■ DIRECTION ■
Pull out the material below word for word, starting at the line that contains "of the ground" and stopping after the line that contains "column 270, row 573".

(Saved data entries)

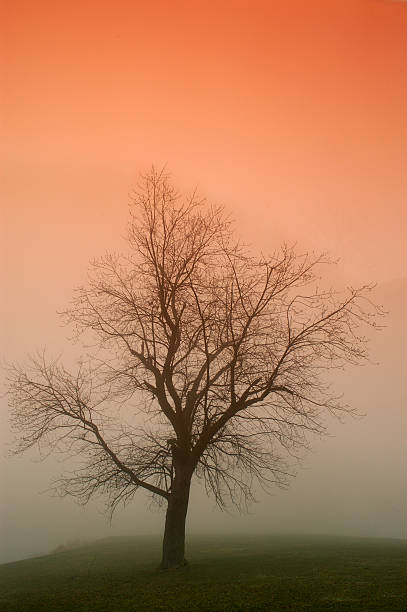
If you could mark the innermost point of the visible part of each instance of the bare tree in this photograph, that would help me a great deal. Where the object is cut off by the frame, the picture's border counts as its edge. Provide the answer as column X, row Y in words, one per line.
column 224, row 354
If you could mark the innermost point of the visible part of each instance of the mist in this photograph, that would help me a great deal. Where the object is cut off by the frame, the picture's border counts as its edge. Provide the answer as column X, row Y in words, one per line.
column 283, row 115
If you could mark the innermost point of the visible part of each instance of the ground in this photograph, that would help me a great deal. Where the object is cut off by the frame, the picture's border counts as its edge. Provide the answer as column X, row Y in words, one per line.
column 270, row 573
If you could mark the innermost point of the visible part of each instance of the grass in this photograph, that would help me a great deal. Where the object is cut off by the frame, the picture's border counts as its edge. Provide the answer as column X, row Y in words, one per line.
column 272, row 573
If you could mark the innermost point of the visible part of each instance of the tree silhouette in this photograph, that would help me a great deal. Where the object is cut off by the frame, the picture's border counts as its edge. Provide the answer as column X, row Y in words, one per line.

■ WORKED ANSWER ■
If you could mark the innermost point of the visible part of each instance of the ground in this photograph, that would help me a great deal. Where the object is cut off by the frame, the picture's border counts as its edge. Provide the answer as column X, row Y in words, one per line.
column 270, row 573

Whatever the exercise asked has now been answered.